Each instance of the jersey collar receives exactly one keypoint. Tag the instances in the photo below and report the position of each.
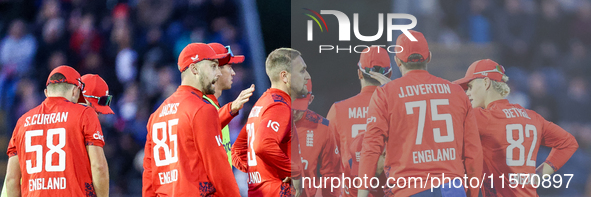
(281, 93)
(369, 89)
(497, 102)
(190, 89)
(416, 72)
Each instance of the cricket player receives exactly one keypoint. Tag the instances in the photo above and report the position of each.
(51, 141)
(320, 155)
(230, 110)
(184, 154)
(511, 134)
(263, 148)
(426, 126)
(355, 152)
(348, 117)
(96, 93)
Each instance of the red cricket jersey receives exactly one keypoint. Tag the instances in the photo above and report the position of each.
(320, 156)
(347, 119)
(50, 141)
(184, 149)
(225, 111)
(511, 136)
(263, 147)
(355, 151)
(426, 125)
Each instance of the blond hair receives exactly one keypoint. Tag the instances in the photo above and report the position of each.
(280, 60)
(502, 87)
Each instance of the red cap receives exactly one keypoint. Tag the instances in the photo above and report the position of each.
(96, 88)
(196, 52)
(72, 77)
(411, 47)
(481, 69)
(376, 59)
(231, 59)
(302, 103)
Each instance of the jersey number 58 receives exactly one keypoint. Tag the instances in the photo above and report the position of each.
(53, 149)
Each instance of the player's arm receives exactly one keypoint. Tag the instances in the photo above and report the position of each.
(230, 110)
(226, 115)
(147, 187)
(274, 129)
(332, 118)
(563, 146)
(240, 150)
(330, 165)
(375, 137)
(100, 170)
(472, 148)
(94, 146)
(206, 127)
(13, 177)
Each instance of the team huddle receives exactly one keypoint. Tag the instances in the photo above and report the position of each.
(418, 125)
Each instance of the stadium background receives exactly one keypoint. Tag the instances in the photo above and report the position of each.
(133, 45)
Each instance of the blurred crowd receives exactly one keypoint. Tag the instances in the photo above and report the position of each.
(133, 45)
(545, 47)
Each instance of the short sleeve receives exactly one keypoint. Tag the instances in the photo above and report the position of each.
(91, 128)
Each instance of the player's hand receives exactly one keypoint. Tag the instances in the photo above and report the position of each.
(297, 185)
(242, 98)
(381, 78)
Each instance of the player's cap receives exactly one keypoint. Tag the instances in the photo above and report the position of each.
(196, 52)
(71, 76)
(409, 47)
(231, 59)
(97, 93)
(481, 69)
(301, 103)
(375, 59)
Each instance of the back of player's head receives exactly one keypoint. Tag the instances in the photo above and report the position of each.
(59, 87)
(487, 68)
(280, 60)
(375, 59)
(415, 54)
(62, 80)
(195, 53)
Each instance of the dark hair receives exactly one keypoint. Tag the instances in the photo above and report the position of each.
(415, 65)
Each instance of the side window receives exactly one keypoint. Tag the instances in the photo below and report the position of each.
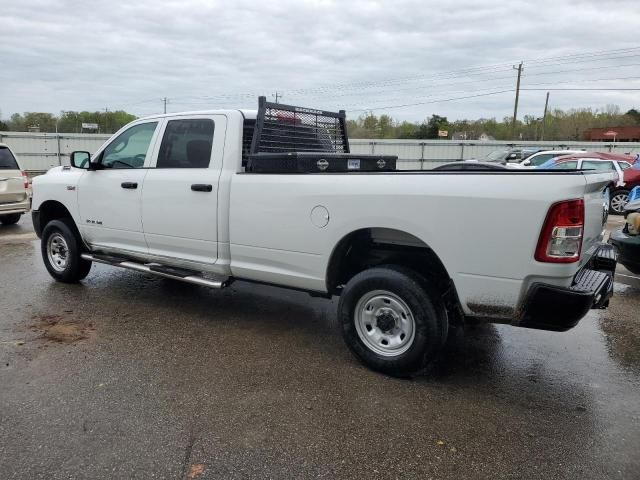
(129, 149)
(186, 144)
(567, 165)
(540, 159)
(590, 165)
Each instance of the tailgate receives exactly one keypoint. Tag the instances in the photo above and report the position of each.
(596, 206)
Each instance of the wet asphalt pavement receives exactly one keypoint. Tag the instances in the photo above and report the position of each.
(130, 376)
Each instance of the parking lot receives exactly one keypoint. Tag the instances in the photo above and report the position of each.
(130, 376)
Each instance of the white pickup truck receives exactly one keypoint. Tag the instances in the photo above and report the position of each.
(412, 254)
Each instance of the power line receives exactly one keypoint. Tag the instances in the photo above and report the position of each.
(587, 89)
(442, 100)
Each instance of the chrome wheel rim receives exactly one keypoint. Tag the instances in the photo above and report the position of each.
(618, 201)
(57, 252)
(384, 323)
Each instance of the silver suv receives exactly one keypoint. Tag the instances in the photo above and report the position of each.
(14, 188)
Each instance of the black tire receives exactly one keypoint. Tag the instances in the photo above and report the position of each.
(10, 219)
(430, 325)
(74, 268)
(617, 210)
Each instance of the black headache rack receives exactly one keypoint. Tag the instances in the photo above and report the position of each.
(290, 139)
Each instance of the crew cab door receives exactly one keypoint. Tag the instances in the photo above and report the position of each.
(180, 195)
(109, 193)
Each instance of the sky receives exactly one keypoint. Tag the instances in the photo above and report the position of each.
(408, 59)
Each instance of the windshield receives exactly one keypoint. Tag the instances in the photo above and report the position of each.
(496, 156)
(7, 160)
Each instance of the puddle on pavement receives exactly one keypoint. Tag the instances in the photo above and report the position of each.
(55, 329)
(620, 324)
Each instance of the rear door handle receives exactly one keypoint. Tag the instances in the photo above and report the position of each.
(202, 187)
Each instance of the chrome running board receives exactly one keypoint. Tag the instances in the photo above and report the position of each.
(161, 271)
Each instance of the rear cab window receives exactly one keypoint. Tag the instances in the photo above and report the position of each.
(7, 160)
(186, 144)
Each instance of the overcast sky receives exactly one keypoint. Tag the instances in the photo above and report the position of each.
(356, 55)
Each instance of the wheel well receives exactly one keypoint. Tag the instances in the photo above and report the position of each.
(370, 247)
(52, 210)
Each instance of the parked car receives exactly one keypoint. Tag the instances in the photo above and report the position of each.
(14, 188)
(171, 195)
(602, 162)
(510, 155)
(626, 239)
(538, 158)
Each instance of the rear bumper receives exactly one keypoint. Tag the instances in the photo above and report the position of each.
(549, 307)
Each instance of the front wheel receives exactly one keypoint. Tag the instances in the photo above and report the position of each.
(10, 219)
(61, 250)
(618, 201)
(393, 320)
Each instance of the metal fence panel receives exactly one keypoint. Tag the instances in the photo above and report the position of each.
(38, 152)
(41, 151)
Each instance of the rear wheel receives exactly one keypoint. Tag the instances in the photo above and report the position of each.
(393, 320)
(618, 201)
(61, 250)
(10, 219)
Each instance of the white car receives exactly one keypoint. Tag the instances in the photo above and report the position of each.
(14, 188)
(539, 158)
(412, 254)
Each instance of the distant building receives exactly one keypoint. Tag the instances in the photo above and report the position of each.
(465, 136)
(613, 134)
(485, 138)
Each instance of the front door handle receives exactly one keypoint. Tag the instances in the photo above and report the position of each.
(202, 187)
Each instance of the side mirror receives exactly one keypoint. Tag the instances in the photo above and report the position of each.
(80, 160)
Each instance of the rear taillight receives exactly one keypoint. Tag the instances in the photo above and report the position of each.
(561, 236)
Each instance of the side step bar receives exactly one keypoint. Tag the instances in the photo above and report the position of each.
(155, 269)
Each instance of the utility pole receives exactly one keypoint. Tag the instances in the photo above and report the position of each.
(544, 116)
(515, 107)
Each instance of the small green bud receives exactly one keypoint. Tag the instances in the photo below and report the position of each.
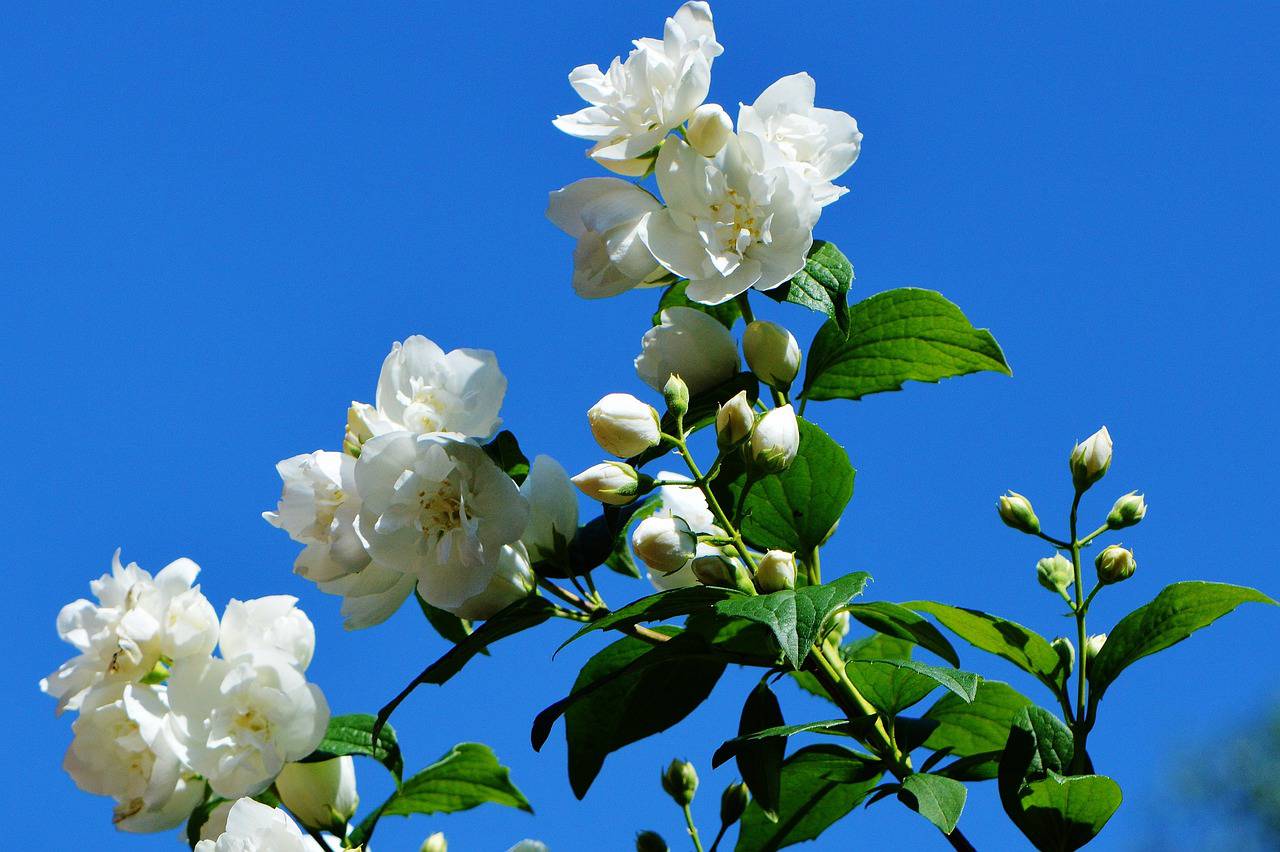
(680, 781)
(1065, 653)
(1128, 511)
(734, 802)
(650, 842)
(1016, 512)
(1115, 564)
(1055, 573)
(677, 395)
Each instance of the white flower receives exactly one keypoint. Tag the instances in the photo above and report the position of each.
(319, 508)
(636, 102)
(424, 389)
(137, 621)
(272, 623)
(624, 426)
(785, 128)
(730, 223)
(122, 749)
(512, 580)
(252, 827)
(690, 343)
(321, 795)
(552, 508)
(603, 214)
(238, 722)
(438, 509)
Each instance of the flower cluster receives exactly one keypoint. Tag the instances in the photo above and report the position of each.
(737, 205)
(414, 502)
(160, 715)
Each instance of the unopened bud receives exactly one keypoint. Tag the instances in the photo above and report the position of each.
(664, 544)
(1115, 564)
(734, 421)
(776, 440)
(777, 571)
(676, 394)
(680, 781)
(624, 426)
(1016, 512)
(734, 802)
(708, 129)
(772, 353)
(1091, 459)
(1055, 573)
(1128, 511)
(612, 482)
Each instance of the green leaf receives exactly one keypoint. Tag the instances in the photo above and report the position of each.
(895, 337)
(1173, 615)
(759, 761)
(822, 285)
(353, 734)
(504, 452)
(936, 798)
(795, 615)
(798, 508)
(976, 728)
(903, 623)
(466, 777)
(726, 312)
(819, 786)
(1022, 646)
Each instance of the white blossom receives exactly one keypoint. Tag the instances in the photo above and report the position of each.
(136, 621)
(731, 223)
(603, 214)
(252, 827)
(691, 344)
(238, 722)
(122, 749)
(438, 509)
(638, 101)
(785, 128)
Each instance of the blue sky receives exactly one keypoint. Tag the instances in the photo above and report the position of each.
(216, 220)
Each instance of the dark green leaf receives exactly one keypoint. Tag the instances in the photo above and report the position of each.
(795, 615)
(822, 285)
(819, 786)
(901, 335)
(1175, 613)
(903, 623)
(936, 798)
(353, 734)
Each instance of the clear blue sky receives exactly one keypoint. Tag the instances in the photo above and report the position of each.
(216, 220)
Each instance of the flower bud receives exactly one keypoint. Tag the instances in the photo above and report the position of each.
(777, 571)
(708, 129)
(1128, 511)
(613, 482)
(624, 426)
(1065, 653)
(776, 440)
(734, 421)
(676, 394)
(680, 781)
(1091, 459)
(772, 353)
(734, 804)
(650, 842)
(664, 544)
(1055, 573)
(1016, 512)
(1114, 564)
(321, 795)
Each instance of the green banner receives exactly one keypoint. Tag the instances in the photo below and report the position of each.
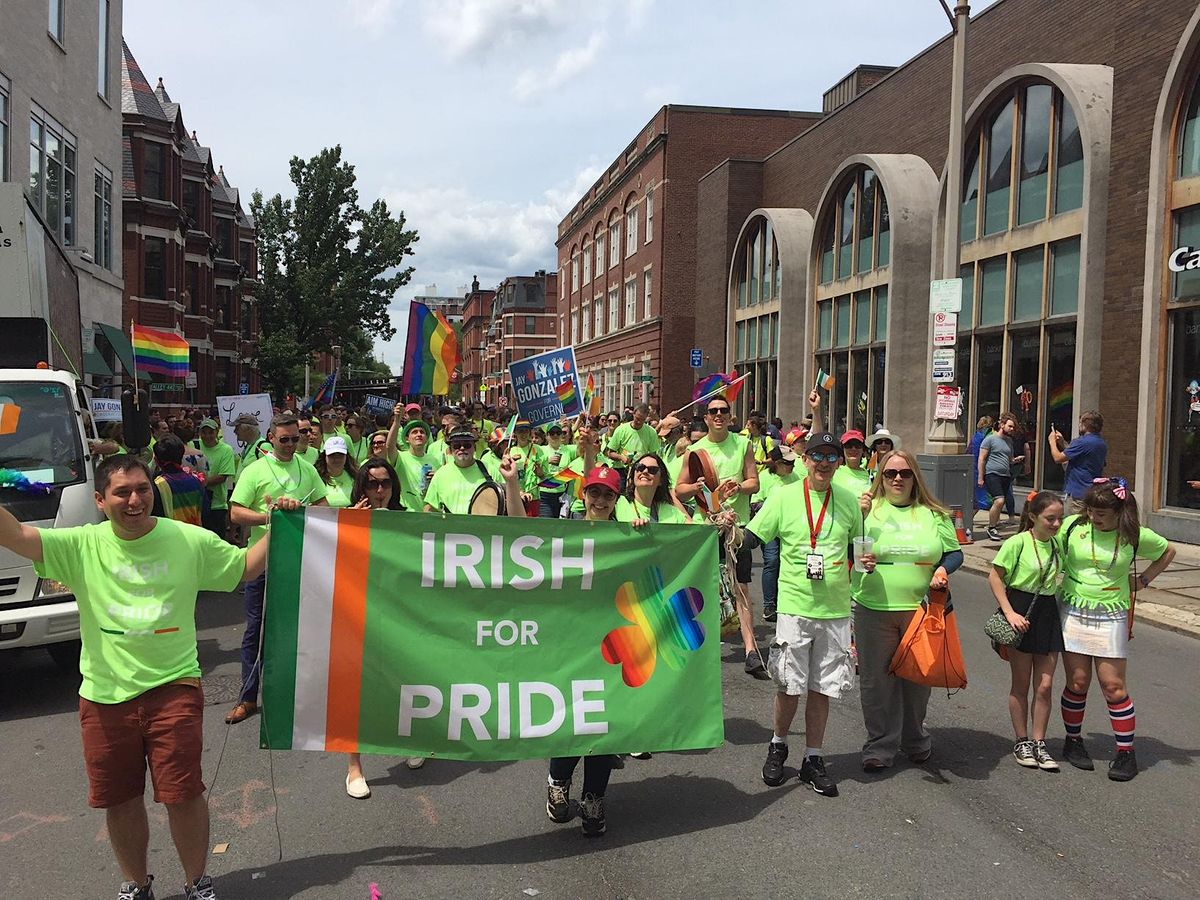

= = = =

Report how many lines in the material above contain the word "rear", giving only the number.

= SOLUTION FOR THIS PROBLEM =
5